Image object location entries
--- start ---

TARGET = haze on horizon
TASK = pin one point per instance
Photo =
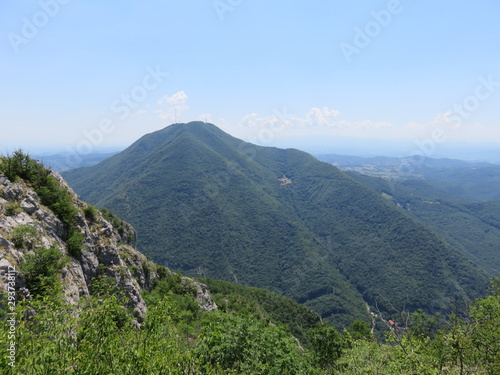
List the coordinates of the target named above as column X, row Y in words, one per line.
column 393, row 77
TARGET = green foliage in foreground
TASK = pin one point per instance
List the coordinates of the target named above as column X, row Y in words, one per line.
column 41, row 269
column 20, row 166
column 99, row 337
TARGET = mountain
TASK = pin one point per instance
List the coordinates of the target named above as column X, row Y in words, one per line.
column 464, row 180
column 469, row 226
column 208, row 204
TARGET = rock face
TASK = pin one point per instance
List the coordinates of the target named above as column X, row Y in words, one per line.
column 108, row 251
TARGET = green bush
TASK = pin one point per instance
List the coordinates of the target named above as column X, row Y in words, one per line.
column 41, row 270
column 24, row 235
column 90, row 212
column 12, row 209
column 51, row 193
column 75, row 242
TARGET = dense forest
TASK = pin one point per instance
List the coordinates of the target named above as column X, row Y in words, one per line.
column 210, row 205
column 253, row 331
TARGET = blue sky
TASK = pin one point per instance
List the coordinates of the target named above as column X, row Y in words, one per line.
column 334, row 76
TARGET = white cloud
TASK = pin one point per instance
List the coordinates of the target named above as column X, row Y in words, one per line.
column 172, row 106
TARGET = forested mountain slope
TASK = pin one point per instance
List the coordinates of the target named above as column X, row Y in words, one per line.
column 471, row 227
column 211, row 205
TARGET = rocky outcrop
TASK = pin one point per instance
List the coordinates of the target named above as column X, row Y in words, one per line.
column 108, row 253
column 26, row 225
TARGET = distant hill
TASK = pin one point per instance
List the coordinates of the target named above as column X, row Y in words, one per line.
column 464, row 180
column 214, row 206
column 471, row 227
column 64, row 161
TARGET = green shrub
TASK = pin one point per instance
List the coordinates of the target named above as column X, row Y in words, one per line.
column 51, row 193
column 24, row 235
column 12, row 209
column 41, row 270
column 75, row 242
column 90, row 212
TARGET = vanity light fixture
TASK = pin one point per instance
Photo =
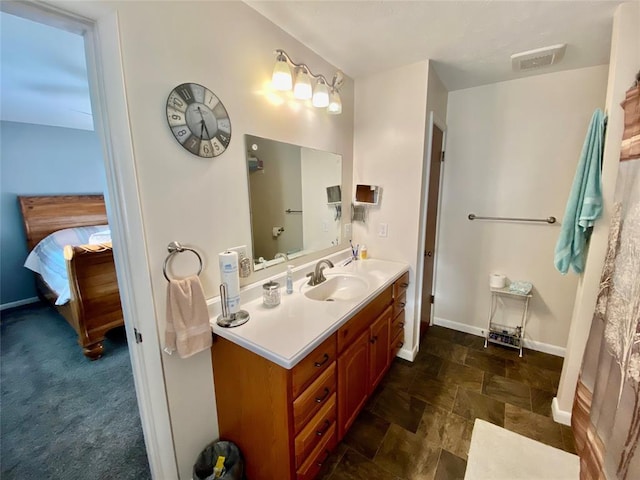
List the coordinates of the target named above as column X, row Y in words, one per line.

--- end ---

# What you are asked to do
Update the rows above so that every "pin one point per instance" becomes "mark each instance with a single point", with all else left unchanged. Omit the pictures from your answer.

# Response to the task
TARGET = haze on horizon
TASK = mark each instance with a single point
Photo =
List the coordinates of the target named above as column X, row Y in words, one per line.
column 393, row 77
TARGET = green foliage in foreground
TASK = mark each instance with a single point
List the coordinates of the target named above as column X, row Y in words, one per line.
column 41, row 269
column 20, row 166
column 99, row 337
TARGET = mountain
TASK = mark each instance with a single point
List the coordinates of the target named above as column X, row Y in words, one per line.
column 464, row 180
column 469, row 226
column 208, row 204
TARGET = rock face
TASK = mark each instance with a single point
List the coordinates of the target named above as column X, row Y in words, one per line.
column 108, row 251
TARGET = green bush
TASK = mark each instance with a single point
List the coordinates of the target named above as column X, row Y in words, one per line.
column 41, row 270
column 24, row 235
column 90, row 212
column 12, row 209
column 51, row 193
column 75, row 242
TARGET = dense forest
TASK = mark each instance with a single point
List the coordinates of the target named above as column X, row Y in words, one per line.
column 210, row 205
column 253, row 331
TARGET = blue sky
TASK = mark each instance with a single point
List the coordinates of the target named above as column X, row Y in words, one per line.
column 334, row 76
TARGET = white cloud
TASK = mark each instance with a single point
List the coordinates of the target named above as column X, row Y in words, one per line.
column 172, row 106
TARGET = forested mountain slope
TASK = mark each instance with a single point
List the coordinates of the target named above as column X, row Y in words, one per line.
column 471, row 227
column 211, row 205
TARGET = rocky outcrop
TASK = mark each instance with a single point
List the coordinates of the target named above as column X, row Y in words, one per line.
column 108, row 253
column 26, row 225
TARGET = distant hill
TASK = mark each instance with a single point
List the coordinates of the target named above as column X, row Y in words, one per line.
column 464, row 180
column 214, row 206
column 471, row 227
column 64, row 161
TARGET = green shrub
TASK = mark each instance with a single point
List the coordinates of the target named above as column X, row Y in words, one per line.
column 51, row 193
column 24, row 235
column 12, row 209
column 41, row 270
column 75, row 242
column 90, row 212
TARGET = vanity light fixture
TASK = mark each instance with a single point
Photo =
List the coordinates of the target named above as column X, row Y in words, one per line.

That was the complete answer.